### Data for the task
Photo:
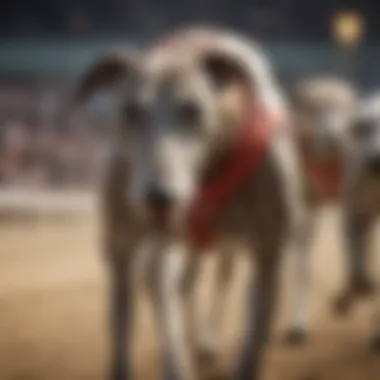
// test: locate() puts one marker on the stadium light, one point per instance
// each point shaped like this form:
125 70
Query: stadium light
348 28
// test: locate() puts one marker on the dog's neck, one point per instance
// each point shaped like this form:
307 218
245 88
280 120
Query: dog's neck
231 126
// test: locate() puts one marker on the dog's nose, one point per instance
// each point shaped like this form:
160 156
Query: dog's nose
157 197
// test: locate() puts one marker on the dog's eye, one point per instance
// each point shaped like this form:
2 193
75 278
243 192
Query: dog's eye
134 113
188 113
362 129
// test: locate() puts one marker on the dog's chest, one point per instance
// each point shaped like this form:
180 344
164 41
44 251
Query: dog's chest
258 205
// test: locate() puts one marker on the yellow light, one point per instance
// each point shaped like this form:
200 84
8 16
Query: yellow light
348 28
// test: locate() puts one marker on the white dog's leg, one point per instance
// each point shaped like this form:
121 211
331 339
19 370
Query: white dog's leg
121 313
358 283
303 282
261 300
210 331
173 306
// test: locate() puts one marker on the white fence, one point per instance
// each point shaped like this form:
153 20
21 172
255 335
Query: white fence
29 204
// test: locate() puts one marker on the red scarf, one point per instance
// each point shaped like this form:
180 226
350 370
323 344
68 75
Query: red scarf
243 162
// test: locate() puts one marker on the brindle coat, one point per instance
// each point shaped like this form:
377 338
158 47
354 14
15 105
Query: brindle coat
325 109
209 66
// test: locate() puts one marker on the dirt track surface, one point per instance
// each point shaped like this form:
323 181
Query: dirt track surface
53 312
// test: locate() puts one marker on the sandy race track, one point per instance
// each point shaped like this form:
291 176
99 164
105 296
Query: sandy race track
53 312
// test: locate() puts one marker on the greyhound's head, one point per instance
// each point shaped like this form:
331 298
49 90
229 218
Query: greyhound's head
366 134
181 106
324 110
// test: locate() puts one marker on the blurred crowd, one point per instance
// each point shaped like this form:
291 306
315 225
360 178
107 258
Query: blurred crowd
269 18
39 147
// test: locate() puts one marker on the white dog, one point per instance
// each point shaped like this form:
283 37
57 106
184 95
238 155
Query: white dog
204 156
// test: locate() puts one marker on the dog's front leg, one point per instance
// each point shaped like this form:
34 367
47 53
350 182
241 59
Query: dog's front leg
210 331
174 311
261 300
121 303
299 324
355 227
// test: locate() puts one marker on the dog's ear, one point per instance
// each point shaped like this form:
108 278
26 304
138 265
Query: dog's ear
104 73
224 69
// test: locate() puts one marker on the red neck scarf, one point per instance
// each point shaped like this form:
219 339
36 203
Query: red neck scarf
243 162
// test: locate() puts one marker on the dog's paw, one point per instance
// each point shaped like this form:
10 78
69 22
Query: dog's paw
118 373
296 336
207 351
375 344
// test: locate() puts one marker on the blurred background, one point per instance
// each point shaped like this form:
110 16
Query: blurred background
53 313
45 44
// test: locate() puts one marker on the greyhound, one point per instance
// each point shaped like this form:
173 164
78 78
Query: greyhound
204 156
361 206
324 109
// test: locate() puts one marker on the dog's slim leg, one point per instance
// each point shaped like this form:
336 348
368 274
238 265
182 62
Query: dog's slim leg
261 299
300 319
210 331
121 315
174 320
354 229
358 284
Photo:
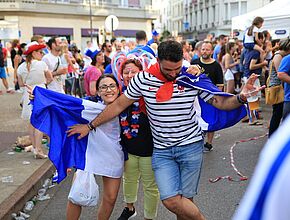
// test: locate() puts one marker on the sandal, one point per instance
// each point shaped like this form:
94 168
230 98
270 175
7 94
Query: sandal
252 123
40 156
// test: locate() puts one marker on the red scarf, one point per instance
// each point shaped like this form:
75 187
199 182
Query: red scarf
165 91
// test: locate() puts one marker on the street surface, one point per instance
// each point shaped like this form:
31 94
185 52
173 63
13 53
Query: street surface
218 201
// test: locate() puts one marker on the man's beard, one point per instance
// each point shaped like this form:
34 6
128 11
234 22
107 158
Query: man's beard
206 57
168 77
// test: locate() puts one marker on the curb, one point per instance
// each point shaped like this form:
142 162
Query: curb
26 191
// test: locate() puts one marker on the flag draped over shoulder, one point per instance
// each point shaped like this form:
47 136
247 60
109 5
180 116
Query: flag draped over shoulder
211 118
52 114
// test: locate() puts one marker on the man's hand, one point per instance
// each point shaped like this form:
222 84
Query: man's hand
30 91
249 88
81 129
194 70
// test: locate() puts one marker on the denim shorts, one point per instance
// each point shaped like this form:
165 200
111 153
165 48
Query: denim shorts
177 169
2 73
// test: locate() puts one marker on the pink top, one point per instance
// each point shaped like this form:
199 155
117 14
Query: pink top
92 74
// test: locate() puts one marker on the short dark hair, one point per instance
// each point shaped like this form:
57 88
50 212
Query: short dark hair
51 41
170 50
141 35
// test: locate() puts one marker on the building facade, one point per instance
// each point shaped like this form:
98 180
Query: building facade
194 19
77 20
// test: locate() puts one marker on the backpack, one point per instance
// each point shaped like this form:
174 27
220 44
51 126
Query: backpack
1 57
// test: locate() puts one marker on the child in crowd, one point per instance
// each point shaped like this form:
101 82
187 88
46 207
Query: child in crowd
251 40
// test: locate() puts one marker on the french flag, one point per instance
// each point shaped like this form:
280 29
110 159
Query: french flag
268 195
210 118
54 112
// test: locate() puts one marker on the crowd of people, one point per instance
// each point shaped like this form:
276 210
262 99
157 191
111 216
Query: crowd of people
161 138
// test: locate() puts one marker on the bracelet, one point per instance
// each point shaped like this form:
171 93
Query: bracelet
241 100
91 127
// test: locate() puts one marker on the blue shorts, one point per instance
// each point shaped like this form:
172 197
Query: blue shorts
249 46
177 169
2 73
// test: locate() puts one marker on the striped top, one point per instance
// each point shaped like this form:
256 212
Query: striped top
173 122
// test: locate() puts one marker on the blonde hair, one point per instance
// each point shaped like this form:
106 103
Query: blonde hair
256 22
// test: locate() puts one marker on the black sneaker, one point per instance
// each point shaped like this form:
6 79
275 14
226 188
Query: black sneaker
207 147
127 214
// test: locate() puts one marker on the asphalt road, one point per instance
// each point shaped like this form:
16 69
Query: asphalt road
218 201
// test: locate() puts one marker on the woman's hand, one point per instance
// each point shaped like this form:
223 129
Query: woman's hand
30 91
194 70
249 88
81 129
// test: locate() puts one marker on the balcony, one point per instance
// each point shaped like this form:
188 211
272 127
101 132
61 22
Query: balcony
133 9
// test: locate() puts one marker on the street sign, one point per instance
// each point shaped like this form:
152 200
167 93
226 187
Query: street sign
111 23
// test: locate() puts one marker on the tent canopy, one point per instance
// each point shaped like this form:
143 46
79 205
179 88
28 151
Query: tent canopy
276 17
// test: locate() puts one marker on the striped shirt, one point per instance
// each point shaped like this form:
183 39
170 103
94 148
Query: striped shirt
173 122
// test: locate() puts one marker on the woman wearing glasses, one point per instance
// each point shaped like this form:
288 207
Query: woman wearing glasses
108 165
93 71
33 72
136 138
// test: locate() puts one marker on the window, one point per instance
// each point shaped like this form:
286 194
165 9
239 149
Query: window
226 14
234 9
243 7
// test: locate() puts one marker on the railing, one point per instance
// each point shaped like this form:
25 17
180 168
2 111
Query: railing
97 3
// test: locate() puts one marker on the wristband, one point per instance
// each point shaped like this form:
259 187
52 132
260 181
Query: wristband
241 100
91 127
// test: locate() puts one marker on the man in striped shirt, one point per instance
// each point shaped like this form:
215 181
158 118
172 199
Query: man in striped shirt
177 136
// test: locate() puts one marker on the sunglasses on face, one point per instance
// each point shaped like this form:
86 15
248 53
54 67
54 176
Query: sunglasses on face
104 88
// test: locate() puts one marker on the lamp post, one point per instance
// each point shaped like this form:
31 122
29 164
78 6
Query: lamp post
111 24
91 21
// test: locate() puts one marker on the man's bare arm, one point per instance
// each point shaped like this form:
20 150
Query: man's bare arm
225 102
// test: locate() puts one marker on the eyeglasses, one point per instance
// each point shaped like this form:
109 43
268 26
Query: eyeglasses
40 51
104 88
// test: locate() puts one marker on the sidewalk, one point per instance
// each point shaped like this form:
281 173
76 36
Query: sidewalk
27 179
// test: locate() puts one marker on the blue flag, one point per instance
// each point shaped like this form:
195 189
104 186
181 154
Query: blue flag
99 152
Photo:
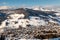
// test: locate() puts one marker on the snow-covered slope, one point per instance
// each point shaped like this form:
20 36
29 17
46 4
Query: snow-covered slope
27 17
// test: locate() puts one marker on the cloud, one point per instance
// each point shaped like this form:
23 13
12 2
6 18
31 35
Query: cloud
4 7
7 7
4 2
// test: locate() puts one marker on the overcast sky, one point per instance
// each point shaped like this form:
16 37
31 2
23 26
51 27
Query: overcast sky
29 2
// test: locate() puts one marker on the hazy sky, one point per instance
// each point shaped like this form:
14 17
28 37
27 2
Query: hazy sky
29 2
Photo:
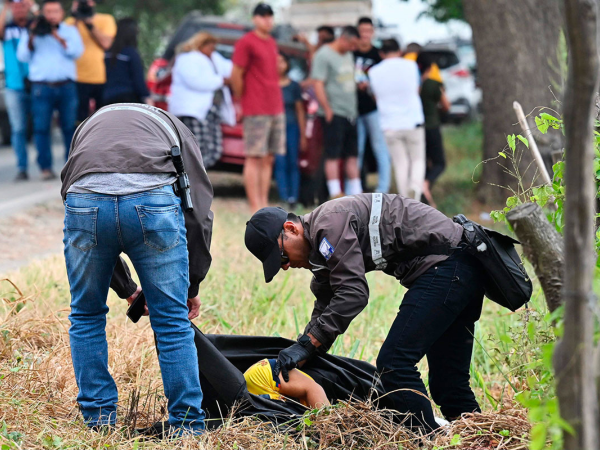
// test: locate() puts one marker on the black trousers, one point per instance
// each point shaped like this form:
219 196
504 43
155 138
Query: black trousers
434 153
436 319
86 93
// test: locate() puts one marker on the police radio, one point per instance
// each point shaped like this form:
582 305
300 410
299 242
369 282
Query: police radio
182 185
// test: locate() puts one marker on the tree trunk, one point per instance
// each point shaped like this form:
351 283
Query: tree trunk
574 355
516 44
543 247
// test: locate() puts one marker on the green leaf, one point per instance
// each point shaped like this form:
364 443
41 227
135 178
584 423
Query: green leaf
523 140
512 142
538 436
542 125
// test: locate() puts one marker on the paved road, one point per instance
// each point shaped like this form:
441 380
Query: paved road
15 197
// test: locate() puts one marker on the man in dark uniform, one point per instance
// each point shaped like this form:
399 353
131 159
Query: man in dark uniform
342 240
118 193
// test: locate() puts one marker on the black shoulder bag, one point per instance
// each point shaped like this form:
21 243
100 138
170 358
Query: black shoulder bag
507 282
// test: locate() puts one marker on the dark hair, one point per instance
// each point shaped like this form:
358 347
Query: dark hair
389 46
413 47
349 31
327 29
126 36
287 62
424 61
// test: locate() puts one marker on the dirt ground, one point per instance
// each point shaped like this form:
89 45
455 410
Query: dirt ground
37 232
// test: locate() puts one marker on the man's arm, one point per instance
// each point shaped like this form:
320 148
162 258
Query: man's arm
25 47
319 87
237 81
306 390
301 114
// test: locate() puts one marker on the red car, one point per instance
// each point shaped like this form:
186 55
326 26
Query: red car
227 34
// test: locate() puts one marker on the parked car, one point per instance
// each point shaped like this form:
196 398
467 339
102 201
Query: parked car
227 34
456 60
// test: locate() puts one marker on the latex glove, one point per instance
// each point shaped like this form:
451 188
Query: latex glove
290 357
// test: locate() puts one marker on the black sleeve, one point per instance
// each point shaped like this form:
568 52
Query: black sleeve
199 221
121 281
137 75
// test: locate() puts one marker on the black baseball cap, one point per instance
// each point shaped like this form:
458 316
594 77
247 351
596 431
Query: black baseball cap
263 9
262 238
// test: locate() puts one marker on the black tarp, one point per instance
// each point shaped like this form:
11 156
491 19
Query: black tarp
224 358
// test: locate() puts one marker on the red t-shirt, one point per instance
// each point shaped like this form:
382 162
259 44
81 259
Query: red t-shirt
258 57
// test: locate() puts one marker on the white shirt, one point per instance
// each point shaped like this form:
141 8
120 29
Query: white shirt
195 80
395 83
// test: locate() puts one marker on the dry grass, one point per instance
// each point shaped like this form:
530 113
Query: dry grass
38 391
38 409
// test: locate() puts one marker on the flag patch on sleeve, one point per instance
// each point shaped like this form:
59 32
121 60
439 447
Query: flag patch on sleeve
326 249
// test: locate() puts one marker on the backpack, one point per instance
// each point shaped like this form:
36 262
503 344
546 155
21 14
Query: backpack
507 282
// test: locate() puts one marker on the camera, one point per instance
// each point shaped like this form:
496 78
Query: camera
84 10
43 27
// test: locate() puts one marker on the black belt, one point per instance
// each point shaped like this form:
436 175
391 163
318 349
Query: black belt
53 83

### Exercise requirements
Up to and including the line containing "nose, one point per instance", repeat every line from the start of the data, but none of the pictures.

### Task response
Photo:
// test: locate() puts one marker on the stadium light, one point per instance
// each point shaped like this form:
125 70
Query: stadium light
348 28
// test: locate() puts one marker on the dog's neck, one point per instance
// each point shaped like this form:
307 218
245 88
280 120
Query: dog's neck
231 126
// test: locate() puts one marker on the dog's nose, one point per instance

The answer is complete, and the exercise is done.